§ **Task brief**: Which lines in the records below contain the string "tree", matching case exactly? Copy each of those lines.

§ **Records for processing**:
********

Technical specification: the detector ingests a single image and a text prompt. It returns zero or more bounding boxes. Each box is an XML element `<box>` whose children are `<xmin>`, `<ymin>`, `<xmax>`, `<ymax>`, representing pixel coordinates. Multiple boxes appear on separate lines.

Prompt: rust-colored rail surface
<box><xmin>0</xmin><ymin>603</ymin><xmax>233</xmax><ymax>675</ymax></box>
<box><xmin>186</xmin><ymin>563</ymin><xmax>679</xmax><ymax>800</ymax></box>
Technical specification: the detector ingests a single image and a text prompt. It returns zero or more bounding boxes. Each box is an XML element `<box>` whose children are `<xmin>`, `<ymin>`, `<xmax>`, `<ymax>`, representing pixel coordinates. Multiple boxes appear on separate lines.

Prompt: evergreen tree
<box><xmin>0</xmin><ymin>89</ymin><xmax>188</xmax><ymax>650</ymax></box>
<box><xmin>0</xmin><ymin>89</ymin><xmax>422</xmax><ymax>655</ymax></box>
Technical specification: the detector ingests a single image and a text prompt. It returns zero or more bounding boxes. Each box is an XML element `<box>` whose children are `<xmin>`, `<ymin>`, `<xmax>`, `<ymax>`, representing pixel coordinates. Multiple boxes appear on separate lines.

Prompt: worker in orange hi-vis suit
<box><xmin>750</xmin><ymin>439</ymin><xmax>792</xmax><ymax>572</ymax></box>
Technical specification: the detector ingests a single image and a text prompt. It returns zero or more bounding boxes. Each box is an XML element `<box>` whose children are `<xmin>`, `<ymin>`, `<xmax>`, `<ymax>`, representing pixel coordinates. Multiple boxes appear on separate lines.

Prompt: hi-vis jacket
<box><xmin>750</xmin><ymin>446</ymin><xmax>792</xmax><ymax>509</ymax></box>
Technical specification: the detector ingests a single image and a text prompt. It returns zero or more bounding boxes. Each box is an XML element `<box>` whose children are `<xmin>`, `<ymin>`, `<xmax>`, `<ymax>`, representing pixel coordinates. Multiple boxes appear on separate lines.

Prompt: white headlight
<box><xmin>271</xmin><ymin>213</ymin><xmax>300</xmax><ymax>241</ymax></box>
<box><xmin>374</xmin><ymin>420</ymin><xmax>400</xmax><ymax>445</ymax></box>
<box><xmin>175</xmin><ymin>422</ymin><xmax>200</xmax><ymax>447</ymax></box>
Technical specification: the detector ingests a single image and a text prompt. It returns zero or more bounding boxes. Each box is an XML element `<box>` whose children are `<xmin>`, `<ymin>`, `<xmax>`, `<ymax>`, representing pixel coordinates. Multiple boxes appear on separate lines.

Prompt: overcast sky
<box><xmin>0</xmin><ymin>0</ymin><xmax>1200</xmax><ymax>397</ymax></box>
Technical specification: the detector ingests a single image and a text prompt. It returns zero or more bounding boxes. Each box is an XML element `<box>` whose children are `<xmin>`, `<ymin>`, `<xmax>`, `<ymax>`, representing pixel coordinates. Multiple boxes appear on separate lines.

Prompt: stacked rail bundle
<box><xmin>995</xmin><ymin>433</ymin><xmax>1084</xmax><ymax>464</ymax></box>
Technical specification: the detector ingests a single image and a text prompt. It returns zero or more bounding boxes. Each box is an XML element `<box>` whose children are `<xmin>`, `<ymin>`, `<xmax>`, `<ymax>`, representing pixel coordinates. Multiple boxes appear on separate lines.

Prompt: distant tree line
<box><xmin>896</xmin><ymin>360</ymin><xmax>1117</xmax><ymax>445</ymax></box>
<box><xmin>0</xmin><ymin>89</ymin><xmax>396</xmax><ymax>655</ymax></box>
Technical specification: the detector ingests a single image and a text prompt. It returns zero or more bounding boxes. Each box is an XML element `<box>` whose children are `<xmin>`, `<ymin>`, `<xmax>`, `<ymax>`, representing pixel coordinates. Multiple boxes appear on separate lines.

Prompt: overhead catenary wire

********

§ **Expected output**:
Prompt: evergreen tree
Prompt: distant tree line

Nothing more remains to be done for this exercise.